Write each line exactly, from the line that holds "Target: snowfield" through the final line of the material, and no other line.
━━ Exercise material ━━
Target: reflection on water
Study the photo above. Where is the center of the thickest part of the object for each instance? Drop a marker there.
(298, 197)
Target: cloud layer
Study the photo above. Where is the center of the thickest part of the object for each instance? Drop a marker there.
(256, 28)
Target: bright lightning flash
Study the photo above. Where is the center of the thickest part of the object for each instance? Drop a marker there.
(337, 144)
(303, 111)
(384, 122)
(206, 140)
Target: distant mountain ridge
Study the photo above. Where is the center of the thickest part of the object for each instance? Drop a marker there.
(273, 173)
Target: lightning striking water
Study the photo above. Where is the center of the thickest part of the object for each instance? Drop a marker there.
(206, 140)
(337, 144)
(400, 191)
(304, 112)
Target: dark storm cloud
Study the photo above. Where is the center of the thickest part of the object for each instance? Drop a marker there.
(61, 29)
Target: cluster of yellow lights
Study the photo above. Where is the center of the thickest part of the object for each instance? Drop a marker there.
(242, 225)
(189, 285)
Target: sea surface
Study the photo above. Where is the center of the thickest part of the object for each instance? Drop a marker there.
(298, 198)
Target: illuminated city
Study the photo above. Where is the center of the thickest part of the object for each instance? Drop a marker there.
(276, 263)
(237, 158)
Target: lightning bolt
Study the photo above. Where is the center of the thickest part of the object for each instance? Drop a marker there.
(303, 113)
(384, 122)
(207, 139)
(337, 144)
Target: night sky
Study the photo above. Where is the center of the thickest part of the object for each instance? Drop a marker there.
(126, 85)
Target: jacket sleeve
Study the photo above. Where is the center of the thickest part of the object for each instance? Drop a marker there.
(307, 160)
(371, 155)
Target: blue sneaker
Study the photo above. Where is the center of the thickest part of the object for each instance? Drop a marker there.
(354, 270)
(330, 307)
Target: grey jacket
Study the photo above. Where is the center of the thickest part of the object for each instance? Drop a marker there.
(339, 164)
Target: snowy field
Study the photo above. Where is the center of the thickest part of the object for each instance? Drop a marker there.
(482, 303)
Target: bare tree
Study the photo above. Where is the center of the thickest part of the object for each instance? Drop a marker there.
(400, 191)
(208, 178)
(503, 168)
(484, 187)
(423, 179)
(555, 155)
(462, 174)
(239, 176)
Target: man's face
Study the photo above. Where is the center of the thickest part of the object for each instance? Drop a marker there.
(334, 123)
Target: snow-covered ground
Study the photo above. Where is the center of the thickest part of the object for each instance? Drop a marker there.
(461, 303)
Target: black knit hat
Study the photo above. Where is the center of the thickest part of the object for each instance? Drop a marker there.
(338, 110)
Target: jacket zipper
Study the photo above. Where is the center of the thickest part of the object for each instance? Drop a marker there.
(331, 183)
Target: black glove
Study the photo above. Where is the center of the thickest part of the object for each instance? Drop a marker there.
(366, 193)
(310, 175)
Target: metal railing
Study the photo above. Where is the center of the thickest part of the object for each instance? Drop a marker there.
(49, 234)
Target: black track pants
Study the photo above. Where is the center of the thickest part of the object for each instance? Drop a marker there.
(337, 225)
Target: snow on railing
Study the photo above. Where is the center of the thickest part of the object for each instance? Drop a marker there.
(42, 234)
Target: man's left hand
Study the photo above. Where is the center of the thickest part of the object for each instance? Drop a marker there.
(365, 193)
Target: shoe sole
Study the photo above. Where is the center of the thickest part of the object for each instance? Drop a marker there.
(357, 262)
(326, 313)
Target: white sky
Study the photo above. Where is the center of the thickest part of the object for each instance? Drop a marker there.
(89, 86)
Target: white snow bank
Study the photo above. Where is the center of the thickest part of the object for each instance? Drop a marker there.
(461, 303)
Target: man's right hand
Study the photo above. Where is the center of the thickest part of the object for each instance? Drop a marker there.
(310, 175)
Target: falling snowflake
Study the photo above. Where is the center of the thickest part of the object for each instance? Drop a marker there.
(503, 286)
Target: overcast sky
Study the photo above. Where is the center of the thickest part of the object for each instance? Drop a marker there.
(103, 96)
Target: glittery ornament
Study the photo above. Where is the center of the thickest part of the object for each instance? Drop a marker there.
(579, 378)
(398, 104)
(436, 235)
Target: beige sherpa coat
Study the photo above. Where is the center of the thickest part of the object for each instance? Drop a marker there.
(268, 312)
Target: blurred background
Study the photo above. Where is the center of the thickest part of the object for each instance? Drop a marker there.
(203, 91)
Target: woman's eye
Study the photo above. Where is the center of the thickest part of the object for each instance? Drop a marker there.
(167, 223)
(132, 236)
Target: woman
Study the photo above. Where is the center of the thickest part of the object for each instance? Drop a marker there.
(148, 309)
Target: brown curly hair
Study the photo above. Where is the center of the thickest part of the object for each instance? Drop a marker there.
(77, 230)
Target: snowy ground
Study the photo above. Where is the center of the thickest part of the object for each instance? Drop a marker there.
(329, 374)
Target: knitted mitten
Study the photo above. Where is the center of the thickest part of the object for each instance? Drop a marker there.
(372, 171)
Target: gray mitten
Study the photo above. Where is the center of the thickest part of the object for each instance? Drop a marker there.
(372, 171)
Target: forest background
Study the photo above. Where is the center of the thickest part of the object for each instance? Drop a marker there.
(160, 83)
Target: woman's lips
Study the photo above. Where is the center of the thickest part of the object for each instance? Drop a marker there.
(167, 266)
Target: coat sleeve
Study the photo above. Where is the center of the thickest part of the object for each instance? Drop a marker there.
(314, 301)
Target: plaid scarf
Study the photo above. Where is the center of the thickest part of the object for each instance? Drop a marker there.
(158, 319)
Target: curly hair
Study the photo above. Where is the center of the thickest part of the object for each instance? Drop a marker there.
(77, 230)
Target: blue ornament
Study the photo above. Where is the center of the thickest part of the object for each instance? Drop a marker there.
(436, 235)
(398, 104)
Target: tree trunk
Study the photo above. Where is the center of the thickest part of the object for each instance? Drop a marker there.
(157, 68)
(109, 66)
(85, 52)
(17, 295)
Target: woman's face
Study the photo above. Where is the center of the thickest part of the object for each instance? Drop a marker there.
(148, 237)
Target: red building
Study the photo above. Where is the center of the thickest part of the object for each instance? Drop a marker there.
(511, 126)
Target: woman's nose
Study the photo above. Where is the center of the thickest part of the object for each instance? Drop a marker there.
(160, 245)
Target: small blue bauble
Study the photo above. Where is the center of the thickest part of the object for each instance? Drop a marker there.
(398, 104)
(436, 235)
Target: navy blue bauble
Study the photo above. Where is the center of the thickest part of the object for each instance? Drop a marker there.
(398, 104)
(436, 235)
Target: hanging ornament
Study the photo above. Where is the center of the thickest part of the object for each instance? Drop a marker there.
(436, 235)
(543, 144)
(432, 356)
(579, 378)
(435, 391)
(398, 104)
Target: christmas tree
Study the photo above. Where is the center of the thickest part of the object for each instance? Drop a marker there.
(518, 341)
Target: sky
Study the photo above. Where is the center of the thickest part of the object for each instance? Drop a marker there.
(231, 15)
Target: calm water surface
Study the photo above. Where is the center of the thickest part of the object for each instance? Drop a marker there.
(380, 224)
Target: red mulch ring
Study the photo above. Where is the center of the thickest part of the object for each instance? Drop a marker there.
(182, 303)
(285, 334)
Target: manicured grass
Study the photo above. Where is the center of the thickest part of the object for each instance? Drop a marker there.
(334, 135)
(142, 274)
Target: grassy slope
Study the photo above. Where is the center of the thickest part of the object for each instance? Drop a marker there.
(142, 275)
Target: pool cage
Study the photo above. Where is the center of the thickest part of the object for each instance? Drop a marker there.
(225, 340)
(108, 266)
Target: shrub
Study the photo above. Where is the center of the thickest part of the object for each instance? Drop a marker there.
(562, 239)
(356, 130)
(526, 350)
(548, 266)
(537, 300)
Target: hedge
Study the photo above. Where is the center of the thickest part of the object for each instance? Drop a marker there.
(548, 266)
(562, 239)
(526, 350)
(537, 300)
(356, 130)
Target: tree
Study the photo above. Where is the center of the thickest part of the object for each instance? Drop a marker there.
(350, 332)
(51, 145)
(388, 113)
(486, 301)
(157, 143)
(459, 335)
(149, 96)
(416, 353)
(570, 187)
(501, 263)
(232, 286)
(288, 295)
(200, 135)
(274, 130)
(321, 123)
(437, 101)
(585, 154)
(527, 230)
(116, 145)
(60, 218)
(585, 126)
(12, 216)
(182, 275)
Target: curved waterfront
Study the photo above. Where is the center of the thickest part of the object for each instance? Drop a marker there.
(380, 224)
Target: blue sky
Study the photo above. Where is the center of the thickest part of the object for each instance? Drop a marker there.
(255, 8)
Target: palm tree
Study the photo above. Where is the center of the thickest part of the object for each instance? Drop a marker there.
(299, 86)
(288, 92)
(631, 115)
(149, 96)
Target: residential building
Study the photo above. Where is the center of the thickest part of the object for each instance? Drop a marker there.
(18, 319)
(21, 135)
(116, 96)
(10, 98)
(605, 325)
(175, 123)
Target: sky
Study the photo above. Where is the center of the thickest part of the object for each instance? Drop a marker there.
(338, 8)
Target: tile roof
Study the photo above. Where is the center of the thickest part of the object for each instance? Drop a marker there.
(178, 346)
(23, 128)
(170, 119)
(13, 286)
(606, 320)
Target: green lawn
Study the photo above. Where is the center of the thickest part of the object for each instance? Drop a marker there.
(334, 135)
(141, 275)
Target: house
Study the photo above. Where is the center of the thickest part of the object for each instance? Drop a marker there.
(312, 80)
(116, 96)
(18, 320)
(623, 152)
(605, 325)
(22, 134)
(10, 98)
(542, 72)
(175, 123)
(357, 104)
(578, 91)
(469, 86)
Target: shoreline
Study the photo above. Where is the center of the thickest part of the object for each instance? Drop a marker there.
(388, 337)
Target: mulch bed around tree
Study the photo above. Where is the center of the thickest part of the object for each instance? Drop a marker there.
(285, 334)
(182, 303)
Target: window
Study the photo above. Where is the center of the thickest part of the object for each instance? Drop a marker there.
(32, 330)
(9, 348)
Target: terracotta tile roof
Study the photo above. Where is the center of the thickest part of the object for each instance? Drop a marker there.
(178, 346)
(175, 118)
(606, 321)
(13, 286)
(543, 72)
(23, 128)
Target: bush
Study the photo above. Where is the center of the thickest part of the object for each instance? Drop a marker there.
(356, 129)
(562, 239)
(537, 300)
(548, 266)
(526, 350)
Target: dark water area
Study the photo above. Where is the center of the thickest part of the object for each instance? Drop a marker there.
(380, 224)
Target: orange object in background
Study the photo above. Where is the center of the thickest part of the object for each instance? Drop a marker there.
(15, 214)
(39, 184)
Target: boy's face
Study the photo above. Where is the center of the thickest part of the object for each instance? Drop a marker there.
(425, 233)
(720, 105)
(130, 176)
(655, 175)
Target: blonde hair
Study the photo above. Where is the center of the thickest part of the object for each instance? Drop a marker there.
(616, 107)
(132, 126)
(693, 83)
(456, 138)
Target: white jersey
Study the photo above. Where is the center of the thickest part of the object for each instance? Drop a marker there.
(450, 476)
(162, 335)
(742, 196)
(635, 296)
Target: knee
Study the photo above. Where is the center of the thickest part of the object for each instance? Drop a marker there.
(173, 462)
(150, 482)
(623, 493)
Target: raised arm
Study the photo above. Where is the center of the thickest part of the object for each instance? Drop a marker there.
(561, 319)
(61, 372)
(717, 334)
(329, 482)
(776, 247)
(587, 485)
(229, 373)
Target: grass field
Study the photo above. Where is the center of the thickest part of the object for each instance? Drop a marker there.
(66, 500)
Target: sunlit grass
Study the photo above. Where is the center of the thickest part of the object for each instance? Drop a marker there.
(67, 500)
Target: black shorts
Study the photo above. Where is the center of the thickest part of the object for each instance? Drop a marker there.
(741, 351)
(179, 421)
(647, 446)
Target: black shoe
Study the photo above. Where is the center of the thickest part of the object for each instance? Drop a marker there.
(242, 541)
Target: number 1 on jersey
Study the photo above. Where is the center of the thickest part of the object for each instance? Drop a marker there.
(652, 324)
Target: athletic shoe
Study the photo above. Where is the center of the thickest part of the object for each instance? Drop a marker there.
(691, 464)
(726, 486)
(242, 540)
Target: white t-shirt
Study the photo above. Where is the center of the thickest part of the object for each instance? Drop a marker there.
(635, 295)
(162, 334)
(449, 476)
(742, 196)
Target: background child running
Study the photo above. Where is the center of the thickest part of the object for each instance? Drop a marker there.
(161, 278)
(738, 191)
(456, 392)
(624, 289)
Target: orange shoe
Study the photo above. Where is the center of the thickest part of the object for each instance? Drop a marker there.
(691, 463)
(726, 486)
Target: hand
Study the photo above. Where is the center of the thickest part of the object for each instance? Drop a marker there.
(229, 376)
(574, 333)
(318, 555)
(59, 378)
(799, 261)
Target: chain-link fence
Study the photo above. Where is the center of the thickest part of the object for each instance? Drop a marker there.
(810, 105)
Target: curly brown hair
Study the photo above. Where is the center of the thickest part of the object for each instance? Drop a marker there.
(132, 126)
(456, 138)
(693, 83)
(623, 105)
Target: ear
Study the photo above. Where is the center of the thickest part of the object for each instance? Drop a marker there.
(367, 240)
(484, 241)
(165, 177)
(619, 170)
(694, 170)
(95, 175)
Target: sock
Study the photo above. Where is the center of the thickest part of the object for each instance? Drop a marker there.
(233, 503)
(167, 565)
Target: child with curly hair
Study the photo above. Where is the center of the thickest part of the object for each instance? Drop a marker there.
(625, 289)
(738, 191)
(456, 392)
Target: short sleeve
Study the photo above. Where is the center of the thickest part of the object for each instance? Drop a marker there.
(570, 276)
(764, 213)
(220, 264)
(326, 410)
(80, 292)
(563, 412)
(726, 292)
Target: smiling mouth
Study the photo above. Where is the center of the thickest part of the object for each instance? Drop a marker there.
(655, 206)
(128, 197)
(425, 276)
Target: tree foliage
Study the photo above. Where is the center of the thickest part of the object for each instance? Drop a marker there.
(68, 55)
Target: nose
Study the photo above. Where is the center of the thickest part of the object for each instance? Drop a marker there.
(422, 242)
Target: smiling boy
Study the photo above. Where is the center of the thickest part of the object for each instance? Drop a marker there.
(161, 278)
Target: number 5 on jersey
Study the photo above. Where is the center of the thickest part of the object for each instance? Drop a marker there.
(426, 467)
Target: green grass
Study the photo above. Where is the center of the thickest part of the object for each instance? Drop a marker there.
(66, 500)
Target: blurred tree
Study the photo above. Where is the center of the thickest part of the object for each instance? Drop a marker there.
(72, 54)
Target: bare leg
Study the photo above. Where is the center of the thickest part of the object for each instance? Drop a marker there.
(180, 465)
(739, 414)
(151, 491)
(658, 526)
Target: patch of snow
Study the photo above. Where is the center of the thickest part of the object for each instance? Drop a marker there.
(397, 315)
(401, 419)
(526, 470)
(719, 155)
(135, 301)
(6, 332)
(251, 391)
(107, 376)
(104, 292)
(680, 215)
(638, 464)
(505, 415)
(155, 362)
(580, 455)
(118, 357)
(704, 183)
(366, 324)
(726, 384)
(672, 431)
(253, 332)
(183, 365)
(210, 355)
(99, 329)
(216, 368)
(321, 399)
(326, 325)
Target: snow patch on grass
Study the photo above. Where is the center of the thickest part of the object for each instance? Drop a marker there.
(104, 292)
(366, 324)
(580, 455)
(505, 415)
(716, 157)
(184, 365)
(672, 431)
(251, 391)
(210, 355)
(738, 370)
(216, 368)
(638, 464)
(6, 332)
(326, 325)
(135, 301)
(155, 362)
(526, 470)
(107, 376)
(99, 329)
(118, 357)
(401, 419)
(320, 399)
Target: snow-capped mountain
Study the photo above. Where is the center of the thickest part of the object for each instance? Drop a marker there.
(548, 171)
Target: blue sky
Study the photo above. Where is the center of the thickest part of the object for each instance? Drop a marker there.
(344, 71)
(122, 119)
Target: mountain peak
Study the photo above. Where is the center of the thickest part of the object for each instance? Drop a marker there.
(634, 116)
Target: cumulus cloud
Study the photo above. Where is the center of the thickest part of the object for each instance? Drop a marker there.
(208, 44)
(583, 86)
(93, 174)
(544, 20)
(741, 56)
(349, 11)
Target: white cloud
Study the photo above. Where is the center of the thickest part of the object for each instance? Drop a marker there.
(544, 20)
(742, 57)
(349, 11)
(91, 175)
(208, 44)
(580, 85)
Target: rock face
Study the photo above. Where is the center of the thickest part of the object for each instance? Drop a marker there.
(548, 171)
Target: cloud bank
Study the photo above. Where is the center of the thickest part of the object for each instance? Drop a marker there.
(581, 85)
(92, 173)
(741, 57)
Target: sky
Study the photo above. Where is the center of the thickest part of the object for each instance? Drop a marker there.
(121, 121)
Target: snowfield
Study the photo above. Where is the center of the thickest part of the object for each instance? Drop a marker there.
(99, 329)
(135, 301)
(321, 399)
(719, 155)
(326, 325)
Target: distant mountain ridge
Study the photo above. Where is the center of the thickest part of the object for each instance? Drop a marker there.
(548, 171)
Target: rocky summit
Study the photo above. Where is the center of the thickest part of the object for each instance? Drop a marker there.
━━━
Exercise answer =
Target: snowfield
Study the photo above. Where is the center of the thickest part of the object for each instance? Drop a marker there.
(99, 329)
(135, 301)
(321, 399)
(719, 155)
(326, 325)
Target: distant mountain ridge
Study the photo above. Where is the center of the thickest part of the object for each instance? Drop a marker there.
(548, 171)
Target: rocky summit
Study the photo above. Where is the center of the thickest part of the object for each instance? Drop a marker there.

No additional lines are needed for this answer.